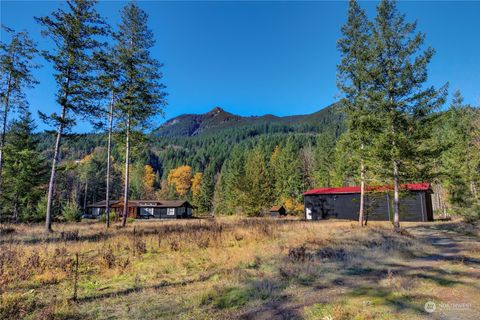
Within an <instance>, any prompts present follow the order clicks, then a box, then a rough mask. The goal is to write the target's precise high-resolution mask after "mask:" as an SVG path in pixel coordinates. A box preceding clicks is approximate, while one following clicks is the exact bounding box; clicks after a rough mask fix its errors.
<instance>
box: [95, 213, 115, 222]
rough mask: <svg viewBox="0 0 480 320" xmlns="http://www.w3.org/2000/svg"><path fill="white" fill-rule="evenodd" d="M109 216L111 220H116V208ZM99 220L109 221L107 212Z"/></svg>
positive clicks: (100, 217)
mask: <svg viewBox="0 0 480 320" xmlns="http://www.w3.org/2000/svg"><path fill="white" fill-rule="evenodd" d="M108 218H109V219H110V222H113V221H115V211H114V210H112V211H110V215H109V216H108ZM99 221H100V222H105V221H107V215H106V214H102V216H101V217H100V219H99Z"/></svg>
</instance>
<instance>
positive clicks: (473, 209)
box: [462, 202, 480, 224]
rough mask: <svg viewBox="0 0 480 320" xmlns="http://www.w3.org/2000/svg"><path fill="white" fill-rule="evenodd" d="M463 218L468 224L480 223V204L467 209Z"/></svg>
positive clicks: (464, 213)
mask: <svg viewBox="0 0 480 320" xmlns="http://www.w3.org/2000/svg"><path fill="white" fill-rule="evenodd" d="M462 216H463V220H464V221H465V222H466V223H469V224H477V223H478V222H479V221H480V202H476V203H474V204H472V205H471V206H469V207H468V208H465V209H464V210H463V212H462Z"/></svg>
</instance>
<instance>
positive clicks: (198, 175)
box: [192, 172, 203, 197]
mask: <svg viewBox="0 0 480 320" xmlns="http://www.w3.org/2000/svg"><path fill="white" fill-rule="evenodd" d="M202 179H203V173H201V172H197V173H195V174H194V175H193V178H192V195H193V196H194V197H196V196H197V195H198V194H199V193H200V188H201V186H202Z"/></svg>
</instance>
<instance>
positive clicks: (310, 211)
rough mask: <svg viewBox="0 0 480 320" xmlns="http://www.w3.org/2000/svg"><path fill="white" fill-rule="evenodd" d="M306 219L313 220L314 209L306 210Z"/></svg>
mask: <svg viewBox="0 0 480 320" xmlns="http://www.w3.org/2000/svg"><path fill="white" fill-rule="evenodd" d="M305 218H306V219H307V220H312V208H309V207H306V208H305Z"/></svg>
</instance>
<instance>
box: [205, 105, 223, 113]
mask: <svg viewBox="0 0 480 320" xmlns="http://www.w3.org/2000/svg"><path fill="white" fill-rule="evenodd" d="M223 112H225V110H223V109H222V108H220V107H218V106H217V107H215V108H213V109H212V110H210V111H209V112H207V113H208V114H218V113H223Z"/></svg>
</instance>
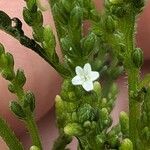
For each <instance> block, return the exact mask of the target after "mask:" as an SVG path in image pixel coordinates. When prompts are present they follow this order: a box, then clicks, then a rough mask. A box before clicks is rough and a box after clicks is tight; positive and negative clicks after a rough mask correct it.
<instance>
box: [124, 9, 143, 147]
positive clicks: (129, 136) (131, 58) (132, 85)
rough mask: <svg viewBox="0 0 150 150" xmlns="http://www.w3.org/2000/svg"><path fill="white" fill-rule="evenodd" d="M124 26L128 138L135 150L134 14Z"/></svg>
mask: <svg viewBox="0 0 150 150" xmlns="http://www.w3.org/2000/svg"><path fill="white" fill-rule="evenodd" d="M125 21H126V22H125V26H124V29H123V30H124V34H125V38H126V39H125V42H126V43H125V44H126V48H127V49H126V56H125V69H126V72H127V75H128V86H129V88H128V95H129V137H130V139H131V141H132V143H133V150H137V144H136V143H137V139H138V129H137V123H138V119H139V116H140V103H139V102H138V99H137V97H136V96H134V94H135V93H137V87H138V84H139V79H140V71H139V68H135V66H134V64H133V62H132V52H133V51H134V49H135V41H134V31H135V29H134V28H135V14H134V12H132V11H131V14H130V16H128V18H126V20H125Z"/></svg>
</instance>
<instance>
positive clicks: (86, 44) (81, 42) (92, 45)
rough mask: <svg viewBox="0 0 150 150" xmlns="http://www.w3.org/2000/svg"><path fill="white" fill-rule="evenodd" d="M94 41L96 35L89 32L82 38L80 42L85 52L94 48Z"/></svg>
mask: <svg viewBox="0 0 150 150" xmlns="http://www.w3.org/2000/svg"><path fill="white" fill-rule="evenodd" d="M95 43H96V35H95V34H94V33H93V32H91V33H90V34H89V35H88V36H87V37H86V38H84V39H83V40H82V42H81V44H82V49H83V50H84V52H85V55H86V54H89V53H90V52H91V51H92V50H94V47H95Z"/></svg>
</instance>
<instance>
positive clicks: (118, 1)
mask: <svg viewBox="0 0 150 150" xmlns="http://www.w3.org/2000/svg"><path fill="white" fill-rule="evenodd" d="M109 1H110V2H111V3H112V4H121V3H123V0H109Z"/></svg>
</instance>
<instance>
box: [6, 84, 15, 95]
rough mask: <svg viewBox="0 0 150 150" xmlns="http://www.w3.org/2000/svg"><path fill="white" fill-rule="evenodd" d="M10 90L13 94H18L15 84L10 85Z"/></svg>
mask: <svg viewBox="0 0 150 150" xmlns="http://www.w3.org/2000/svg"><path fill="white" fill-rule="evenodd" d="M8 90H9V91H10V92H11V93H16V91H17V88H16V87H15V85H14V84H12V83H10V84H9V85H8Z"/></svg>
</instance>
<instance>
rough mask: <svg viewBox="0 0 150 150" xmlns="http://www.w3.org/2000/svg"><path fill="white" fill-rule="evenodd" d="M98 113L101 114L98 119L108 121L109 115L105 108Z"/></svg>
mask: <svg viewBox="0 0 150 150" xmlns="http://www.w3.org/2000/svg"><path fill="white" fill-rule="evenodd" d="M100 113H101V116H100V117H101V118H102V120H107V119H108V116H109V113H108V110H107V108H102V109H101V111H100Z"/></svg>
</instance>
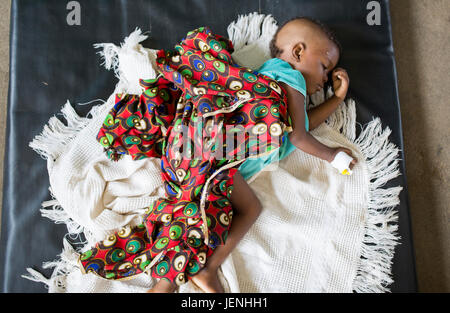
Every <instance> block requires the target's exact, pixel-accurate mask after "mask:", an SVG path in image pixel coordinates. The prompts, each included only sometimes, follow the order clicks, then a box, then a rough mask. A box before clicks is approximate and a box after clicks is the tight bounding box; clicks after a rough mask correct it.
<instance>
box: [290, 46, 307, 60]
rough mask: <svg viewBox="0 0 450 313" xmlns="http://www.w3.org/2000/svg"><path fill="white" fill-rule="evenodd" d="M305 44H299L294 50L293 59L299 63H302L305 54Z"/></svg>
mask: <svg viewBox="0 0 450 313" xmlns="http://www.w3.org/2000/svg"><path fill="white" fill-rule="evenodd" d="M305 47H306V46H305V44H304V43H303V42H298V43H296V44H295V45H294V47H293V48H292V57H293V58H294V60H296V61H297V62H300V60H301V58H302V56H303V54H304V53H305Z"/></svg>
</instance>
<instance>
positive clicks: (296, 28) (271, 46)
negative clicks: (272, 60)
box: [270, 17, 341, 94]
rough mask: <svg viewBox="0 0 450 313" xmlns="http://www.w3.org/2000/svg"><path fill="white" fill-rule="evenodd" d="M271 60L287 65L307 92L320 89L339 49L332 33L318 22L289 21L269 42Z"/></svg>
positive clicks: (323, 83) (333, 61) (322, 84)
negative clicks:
══════
Nothing but an exact copy belongs in the answer: the lines from the top of the records through the line containing "218L468 224L480 223V204L467", minus the pictures.

◆ **Solution for this exercise**
Within an <instance>, any prompts present follow the order clicks, then a box, then a rough mask. The goal is to write the target's precise high-resolution mask after "mask:" as an SVG path in pixel coordinates. A box preceding clicks is approximate, while one following clicks is the exact bounding box; clicks after a rough mask fix its errors.
<instance>
box: [95, 213, 115, 222]
rough mask: <svg viewBox="0 0 480 320" xmlns="http://www.w3.org/2000/svg"><path fill="white" fill-rule="evenodd" d="M109 216L111 220H116V208ZM99 220L109 221L107 212Z"/></svg>
positive clicks: (100, 217)
mask: <svg viewBox="0 0 480 320" xmlns="http://www.w3.org/2000/svg"><path fill="white" fill-rule="evenodd" d="M108 218H109V219H110V222H113V221H115V211H114V210H112V211H110V215H109V216H108ZM99 221H100V222H105V221H107V215H106V214H102V216H101V217H100V219H99Z"/></svg>
</instance>
<instance>
positive clicks: (473, 209)
box: [462, 202, 480, 224]
rough mask: <svg viewBox="0 0 480 320" xmlns="http://www.w3.org/2000/svg"><path fill="white" fill-rule="evenodd" d="M463 218L468 224L480 223V204L467 209Z"/></svg>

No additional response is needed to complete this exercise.